## [Yapılacak görev]
Aşağıdaki Kemal Kurkut'un ölümüne ilişkin haberi, son cümlesinden sonra kaldığı yerden sürdürün.

#### Belge metni ####

Kurkut’un öldüren polisin tutuklanmamasına tepki

Kurkut’un öldüren polisin tutuklanmamasına tepki
Diyarbakır'da öldürülen üniversite öğrencisinin annesi Secan Kurkut:  Bu nasıl adalet?

HABER MERKEZİ - Diyarbakır Newrozu'nda polis kurşunuyla öldürülen Kemal Kurkut’un katil zanlısı Y.Ş’nin tutuklu yargılanması talebinin reddedilmesine annesi Secan Kurkut, " Bu nasıl adalet?" diyerek tepki gösterdi.

Newroz kutlamasına katılmak için Malatya’dan geldiği Diyarbakır’da Newroz alanı girişinde, arkadan ateş edilerek öldürülen üniversite öğrencisi Kemal Kurkut’un müebbet hapisle yargılanan katil zanlısı polis memuru Y.Ş. hakkında mahkemenin "tutuklanmasına gerek yok" kararı Kurkut ailesinin tepkisine neden oldu.

Mezopotamya Ajansı’na konuşan Kurkut'un annesi Secan Kurkut, oğlunun el atmadığı odasında karara gözyaşları ile tepki gösterirken, ailenin avukatı Reyhan Yalçındağ Baydemir, polis memurunun tutuklanması taleplerinden vazgeçmeyeceklerini ifade etti.

#### Mevcut veriler ####

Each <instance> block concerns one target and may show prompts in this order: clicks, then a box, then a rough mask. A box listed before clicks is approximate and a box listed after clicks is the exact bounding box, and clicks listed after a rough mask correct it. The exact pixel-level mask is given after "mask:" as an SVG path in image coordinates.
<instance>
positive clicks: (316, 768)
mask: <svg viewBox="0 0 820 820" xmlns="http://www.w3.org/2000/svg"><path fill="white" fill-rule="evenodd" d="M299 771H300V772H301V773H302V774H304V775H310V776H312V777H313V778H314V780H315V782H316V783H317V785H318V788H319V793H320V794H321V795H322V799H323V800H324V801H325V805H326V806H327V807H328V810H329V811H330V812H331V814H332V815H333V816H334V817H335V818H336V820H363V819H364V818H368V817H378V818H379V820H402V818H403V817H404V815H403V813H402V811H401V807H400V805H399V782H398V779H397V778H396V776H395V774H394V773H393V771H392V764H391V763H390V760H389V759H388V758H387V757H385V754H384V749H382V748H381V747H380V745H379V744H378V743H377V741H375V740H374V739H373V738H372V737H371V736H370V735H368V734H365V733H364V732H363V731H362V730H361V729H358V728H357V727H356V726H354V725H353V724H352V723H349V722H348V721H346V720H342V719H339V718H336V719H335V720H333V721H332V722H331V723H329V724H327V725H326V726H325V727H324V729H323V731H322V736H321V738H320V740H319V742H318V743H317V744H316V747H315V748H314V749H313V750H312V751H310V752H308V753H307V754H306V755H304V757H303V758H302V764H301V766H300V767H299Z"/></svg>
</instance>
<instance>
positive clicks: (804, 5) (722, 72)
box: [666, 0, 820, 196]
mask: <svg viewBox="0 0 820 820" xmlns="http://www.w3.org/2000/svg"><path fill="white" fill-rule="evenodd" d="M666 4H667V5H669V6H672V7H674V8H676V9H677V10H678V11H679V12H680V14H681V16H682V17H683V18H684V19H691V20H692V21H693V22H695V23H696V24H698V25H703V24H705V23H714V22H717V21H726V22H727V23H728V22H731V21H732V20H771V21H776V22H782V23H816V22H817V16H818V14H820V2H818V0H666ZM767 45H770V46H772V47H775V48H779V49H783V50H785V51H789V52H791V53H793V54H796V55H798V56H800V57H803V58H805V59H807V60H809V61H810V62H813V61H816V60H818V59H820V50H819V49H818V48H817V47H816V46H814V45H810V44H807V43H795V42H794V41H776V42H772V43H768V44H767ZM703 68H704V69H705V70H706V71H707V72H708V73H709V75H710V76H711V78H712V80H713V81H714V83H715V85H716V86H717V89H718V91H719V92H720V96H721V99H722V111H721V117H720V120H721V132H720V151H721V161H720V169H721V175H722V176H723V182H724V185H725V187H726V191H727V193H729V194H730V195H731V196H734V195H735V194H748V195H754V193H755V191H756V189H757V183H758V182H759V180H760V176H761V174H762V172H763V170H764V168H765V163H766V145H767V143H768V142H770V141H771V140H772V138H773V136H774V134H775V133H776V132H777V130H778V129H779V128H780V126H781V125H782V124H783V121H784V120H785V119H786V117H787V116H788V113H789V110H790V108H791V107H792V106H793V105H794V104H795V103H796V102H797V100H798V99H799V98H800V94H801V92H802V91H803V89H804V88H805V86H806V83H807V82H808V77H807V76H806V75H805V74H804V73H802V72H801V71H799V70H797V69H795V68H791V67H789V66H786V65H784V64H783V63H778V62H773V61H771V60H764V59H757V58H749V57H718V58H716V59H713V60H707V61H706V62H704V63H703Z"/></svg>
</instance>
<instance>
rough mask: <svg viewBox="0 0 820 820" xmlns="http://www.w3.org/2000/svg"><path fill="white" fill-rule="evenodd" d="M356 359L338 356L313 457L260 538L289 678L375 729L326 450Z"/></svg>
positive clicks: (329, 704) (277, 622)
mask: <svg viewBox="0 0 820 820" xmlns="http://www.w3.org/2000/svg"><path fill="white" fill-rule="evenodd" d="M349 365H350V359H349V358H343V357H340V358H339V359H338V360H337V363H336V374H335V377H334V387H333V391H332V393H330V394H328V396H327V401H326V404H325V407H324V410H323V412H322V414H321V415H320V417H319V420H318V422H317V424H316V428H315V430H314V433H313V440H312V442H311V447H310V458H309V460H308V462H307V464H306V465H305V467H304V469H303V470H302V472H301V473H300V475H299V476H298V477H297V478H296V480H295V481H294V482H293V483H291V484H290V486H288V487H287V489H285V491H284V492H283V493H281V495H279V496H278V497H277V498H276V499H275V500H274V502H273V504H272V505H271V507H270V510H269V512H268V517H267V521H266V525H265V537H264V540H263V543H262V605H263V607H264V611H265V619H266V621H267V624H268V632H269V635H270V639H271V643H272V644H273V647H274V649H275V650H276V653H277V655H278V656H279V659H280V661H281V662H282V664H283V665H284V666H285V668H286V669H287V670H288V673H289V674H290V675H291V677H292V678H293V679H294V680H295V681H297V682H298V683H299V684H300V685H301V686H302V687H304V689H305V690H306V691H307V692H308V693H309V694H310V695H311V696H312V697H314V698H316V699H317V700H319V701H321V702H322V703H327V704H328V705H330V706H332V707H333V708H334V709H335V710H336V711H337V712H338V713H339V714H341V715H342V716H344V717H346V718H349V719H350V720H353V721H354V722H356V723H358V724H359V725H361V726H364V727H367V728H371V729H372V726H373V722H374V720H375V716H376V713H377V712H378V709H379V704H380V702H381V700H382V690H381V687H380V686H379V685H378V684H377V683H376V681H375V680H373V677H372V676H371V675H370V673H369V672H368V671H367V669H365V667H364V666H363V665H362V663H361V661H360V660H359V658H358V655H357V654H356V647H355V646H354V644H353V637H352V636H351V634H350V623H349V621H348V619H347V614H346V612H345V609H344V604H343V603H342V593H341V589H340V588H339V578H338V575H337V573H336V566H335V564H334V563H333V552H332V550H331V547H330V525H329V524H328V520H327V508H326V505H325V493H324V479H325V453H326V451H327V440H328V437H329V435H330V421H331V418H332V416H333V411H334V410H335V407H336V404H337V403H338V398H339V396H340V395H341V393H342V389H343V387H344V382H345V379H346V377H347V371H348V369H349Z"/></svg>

####

## [Beklenen çıktı]
YAYIN YASAĞI KLASİĞİ

Kurkut’un öldürülmesinin üzerinden yaklaşık 9 ayın geçtiğine dikkat çeken Yalçındağ, bu süre zarfından ailesi ve avukatları olarak dosyanın eksiksiz yürütülmesi, soruşturma aşamasında bütün delillerin dosyaya girmesi ve delillerin karartılmaması, tanıkların tamamına ulaşılması gibi talepleri olduğunu söyledi. Olay yaşanır yaşanmaz faili asker ya da polis olan dosyalarda olduğu gibi bu dosyaya da basın yayın yasağı getirildiğini hatırlatan Yalçındağ, kısıtlama kararı verildiğinden kaynaklı uzun bir süre dosyanın içeriğinden haberdar olamadıklarını, aynı zamanda uzun bir süre kamuoyunun da gelişmeler konusunda bilgilenemediğini kaydetti.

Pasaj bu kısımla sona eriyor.